Quoted text:
* * * * * * * * *

Children are not embarrassed to struggle with the great division between good and evil, life and death, heaven and hell. They are new to this fight, and want to prove themselves heroic. So the Halloween wisdom of children comes down to this: there are monsters under the bed, but we can face our fears, and by grace and struggle be set free from them. The Halloween children have caught a glimpse of the Gospel. Their hearts are filled with faith and fun. It is our role as parents and friends to build on those foundations and help them see the applications to the gospel.

This feast of All Saints' is the sunny side of Halloween. Today is joy while Halloween was comedy. The saints we honour today, a vast, innumerable crowd including our own loved ones, are but graduates of the school of grace and struggle in which our trick-or-treaters have just enrolled. It is our role to ensure that our little trick or treaters go on to complete the course and graduate as saints in their turn.

Some of these saints are a hard act to follow. Too often saints are depicted as people who are so extraordinary that we could never identify with them. Their commitment to God and virtue is unwavering, their trust in divine providence unshakable, and their unselfish service of others puts everything that we do to shame. But let’s also remember the ones we never hear about because their lives were unremarkable: they did not live in dramatic times or do amazing works. Are they any less saints because they got on quietly with a life of unfussy commitment to God and service to their peers without drawing attention to themselves? There are far more of those in Heaven than the big names we might think of who may have had a good post-mortem publicity machine or friends in high places.

I don’t know at this point why I am referring to “they” and “them” as if they were other than us or apart from us, because we, of course, are saints too, from the same mould.

Do you think of yourself in those terms? If not, perhaps you should start now.
What makes us the saints we are? The renowned Episcopal preacher Barbara Taylor offers a list of upsetting characteristics, including “immoderate faith, intemperate hope and inordinate love.” That’s us she’s talking about: “immoderate faith, intemperate hope and inordinate love.” We put on these characteristics like the outlandish costumes of Halloween.

So, in spite of their variety and age and culture, the saints learned to become vulnerable, to be fully human, and to take chances on others, even when it may seem to go against common sense or one’s own self interest. And like it or not, each of us will also be given plenty of opportunity to experience this vulnerability in our own lives – at work, at home, among friends, and sometimes at church as well as we express our own prophetic ministries.

We will not always be good. We will not always get it right the first time. We will fail. We will have plenty of reason to witness to and accept our own vulnerability. But then we are in good company. After all, what words other than “vulnerable” and “committed” can we use to describe a God willing to become one of us with all the messiness of our self doubts, and strings of failures, and hurts, and even death?
Trick-or-treaters venturing forth on Halloween night provide us with a map for the journey, one drawn in the bright colours of childhood trust, courage, and humour.

* * * * * * * * *

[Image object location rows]
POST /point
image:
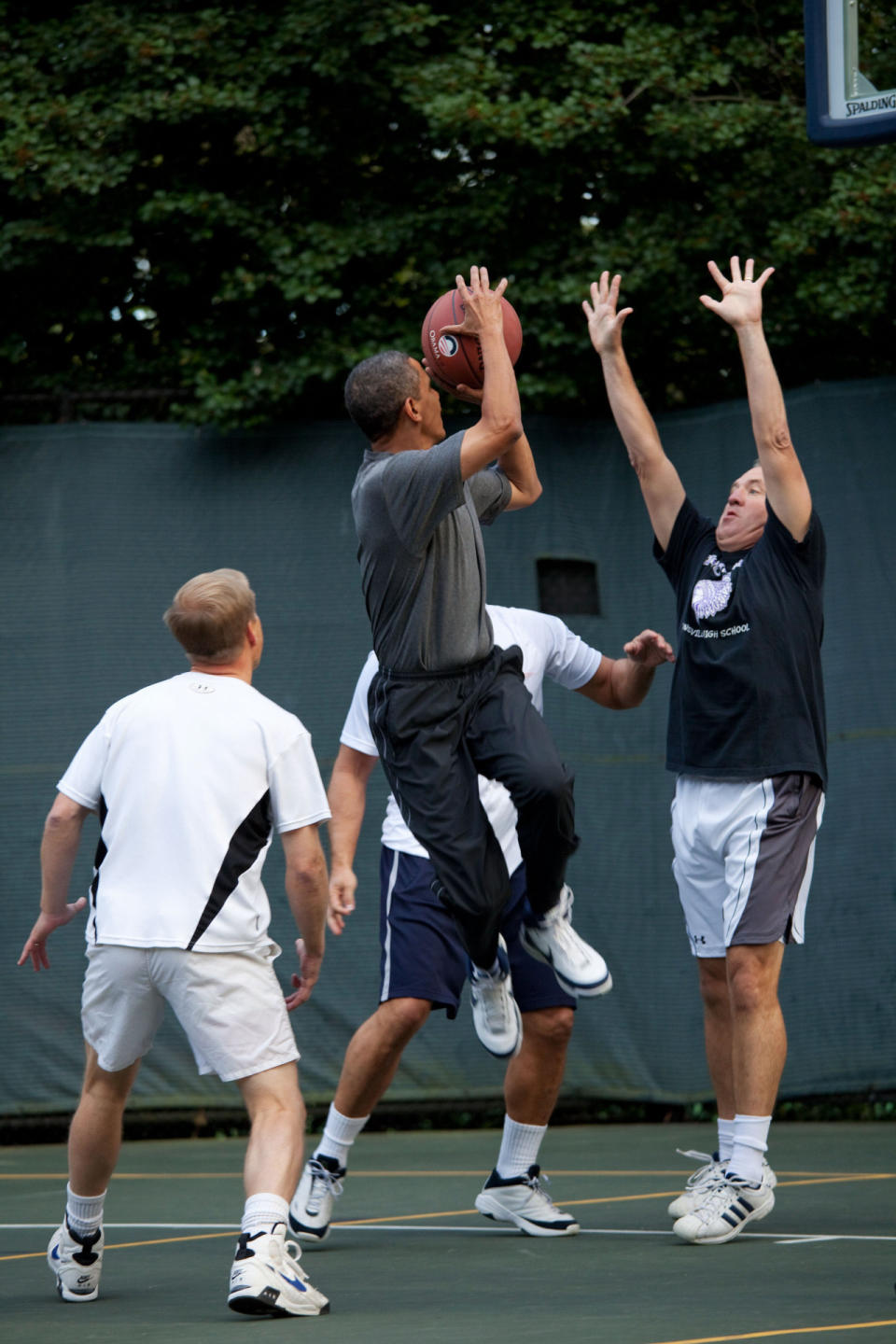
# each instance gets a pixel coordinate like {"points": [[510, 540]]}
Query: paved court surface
{"points": [[412, 1262]]}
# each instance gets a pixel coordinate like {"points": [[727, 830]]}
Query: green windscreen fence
{"points": [[101, 523]]}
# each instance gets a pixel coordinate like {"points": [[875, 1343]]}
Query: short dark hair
{"points": [[378, 387]]}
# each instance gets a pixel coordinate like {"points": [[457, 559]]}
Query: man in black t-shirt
{"points": [[746, 739]]}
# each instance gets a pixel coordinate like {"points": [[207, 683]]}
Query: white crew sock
{"points": [[725, 1139], [262, 1211], [751, 1141], [519, 1148], [339, 1135], [83, 1212]]}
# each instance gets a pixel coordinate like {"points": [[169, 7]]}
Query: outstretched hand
{"points": [[343, 885], [740, 302], [605, 323], [306, 979], [649, 650], [35, 947], [481, 304]]}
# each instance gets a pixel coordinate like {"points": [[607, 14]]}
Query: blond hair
{"points": [[210, 613]]}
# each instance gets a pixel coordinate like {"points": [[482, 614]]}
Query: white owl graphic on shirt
{"points": [[712, 595]]}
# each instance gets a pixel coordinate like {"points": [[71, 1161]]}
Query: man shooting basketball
{"points": [[446, 703], [746, 738]]}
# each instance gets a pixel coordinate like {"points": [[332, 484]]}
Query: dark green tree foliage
{"points": [[238, 202]]}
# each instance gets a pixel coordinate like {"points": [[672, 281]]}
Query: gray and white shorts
{"points": [[229, 1002], [745, 852]]}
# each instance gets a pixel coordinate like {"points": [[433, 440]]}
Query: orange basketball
{"points": [[455, 359]]}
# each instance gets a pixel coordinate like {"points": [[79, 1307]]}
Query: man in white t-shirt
{"points": [[189, 777], [424, 959]]}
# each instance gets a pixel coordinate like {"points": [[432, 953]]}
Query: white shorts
{"points": [[229, 1002], [745, 854]]}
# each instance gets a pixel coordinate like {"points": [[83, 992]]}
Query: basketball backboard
{"points": [[850, 72]]}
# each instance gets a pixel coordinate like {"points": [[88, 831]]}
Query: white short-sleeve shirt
{"points": [[189, 778], [550, 650]]}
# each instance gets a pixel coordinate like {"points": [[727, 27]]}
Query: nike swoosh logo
{"points": [[296, 1282]]}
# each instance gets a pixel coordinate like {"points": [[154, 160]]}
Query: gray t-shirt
{"points": [[421, 555]]}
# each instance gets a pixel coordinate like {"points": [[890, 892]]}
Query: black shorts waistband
{"points": [[445, 674]]}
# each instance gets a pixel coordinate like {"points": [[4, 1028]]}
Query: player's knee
{"points": [[550, 1027], [406, 1015], [713, 984]]}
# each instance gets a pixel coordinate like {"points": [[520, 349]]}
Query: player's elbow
{"points": [[505, 429]]}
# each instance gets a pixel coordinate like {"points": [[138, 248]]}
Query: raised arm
{"points": [[58, 851], [347, 797], [623, 683], [660, 483], [306, 894], [740, 307], [498, 431]]}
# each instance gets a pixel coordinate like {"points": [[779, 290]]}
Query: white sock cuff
{"points": [[83, 1212], [340, 1133], [520, 1147], [752, 1132], [260, 1211], [725, 1141]]}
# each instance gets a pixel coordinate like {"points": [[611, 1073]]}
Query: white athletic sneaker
{"points": [[706, 1176], [266, 1279], [496, 1014], [522, 1200], [77, 1262], [580, 968], [725, 1210], [317, 1191]]}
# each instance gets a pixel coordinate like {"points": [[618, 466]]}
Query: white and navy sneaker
{"points": [[523, 1200], [77, 1262], [496, 1014], [266, 1279], [580, 969], [725, 1210], [706, 1176], [312, 1207]]}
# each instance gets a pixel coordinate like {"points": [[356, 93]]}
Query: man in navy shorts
{"points": [[424, 961], [746, 739], [445, 703]]}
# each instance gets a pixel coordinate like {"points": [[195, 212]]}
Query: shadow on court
{"points": [[410, 1260]]}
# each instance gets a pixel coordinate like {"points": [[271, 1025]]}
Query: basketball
{"points": [[455, 359]]}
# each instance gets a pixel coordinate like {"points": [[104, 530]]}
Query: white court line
{"points": [[782, 1238]]}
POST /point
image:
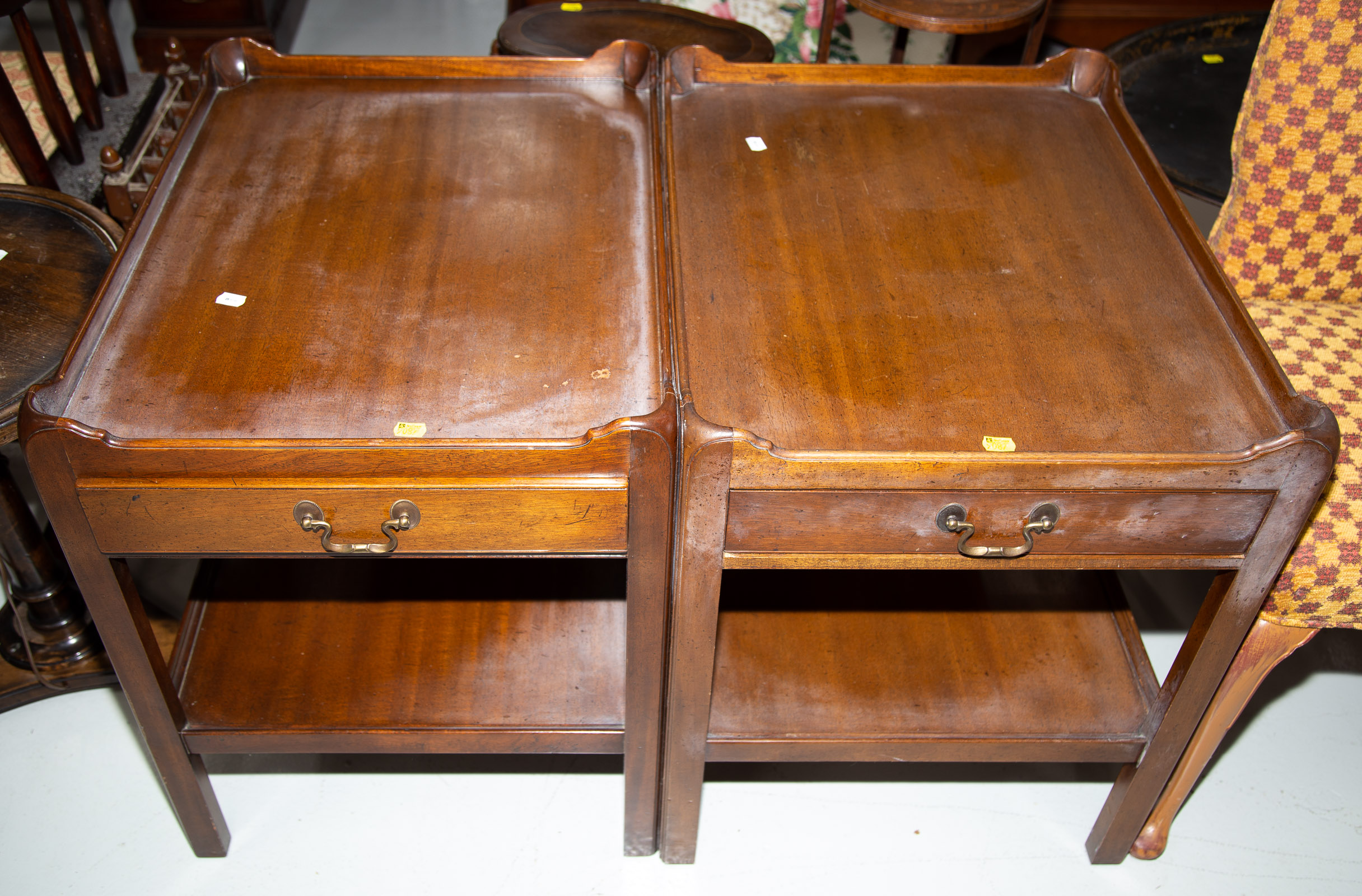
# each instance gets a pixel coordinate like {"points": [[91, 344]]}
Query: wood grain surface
{"points": [[916, 264], [925, 655], [58, 250], [499, 645], [905, 522], [922, 258], [475, 255], [244, 521], [955, 17]]}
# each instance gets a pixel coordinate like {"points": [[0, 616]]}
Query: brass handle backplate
{"points": [[404, 516], [953, 519]]}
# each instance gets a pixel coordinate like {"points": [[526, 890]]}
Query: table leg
{"points": [[1266, 646], [650, 564], [1226, 614], [45, 623], [695, 619], [131, 645]]}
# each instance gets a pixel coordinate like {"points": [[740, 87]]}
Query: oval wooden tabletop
{"points": [[55, 251], [548, 29], [954, 17]]}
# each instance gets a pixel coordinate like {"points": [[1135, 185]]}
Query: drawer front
{"points": [[905, 522], [226, 521]]}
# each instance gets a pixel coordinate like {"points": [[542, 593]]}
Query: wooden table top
{"points": [[56, 250], [468, 244], [922, 258]]}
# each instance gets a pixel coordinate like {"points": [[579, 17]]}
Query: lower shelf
{"points": [[944, 666], [404, 655]]}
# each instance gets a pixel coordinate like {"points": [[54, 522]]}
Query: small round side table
{"points": [[55, 253], [581, 29], [1183, 85], [950, 17]]}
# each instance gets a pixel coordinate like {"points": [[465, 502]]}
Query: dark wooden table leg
{"points": [[82, 82], [24, 144], [45, 624], [650, 564], [1226, 614], [133, 648], [105, 48], [49, 96], [695, 620]]}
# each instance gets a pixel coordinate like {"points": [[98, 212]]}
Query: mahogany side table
{"points": [[954, 322], [551, 30], [377, 310], [54, 253]]}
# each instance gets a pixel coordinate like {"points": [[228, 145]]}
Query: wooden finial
{"points": [[111, 161]]}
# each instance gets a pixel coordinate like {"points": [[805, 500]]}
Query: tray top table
{"points": [[954, 319], [453, 342]]}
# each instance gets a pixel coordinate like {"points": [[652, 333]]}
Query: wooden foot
{"points": [[695, 620], [128, 638], [1266, 646], [649, 571]]}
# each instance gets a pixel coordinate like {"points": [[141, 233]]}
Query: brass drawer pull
{"points": [[951, 519], [405, 515]]}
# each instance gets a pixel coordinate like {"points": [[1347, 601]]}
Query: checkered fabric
{"points": [[1320, 348], [1291, 226], [1290, 237]]}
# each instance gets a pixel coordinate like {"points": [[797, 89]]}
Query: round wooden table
{"points": [[556, 29], [1183, 85], [55, 253], [950, 17]]}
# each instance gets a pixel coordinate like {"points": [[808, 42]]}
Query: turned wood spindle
{"points": [[82, 82], [20, 138], [55, 619], [49, 97], [105, 48]]}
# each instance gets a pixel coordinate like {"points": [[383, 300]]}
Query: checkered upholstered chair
{"points": [[1290, 239]]}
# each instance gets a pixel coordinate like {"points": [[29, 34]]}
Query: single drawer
{"points": [[906, 522], [260, 521]]}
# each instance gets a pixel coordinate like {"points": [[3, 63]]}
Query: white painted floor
{"points": [[1279, 811]]}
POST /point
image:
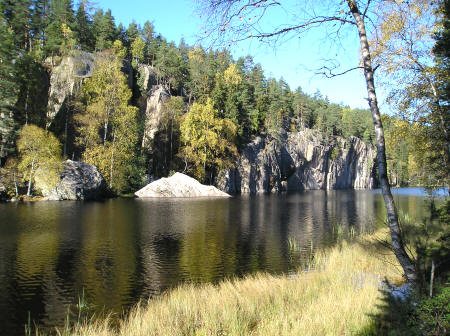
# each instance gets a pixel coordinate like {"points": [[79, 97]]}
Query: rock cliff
{"points": [[156, 95], [300, 161], [79, 181], [179, 185], [66, 77]]}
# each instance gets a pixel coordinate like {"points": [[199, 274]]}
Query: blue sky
{"points": [[176, 19]]}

* * * * * * * * *

Exercise instructions:
(a) In the text on All Saints' and Halloween, which characteristics does Barbara Taylor include in her list?
(b) Translate this sentence from the text on All Saints' and Halloween into Spanish: "This feast of All Saints' is the sunny side of Halloween."

Answers per task:
(a) Immoderate faith, intemperate hope and inordinate love.

(b) Esta fiesta de Todos los Santos es el lado soleado de Halloween.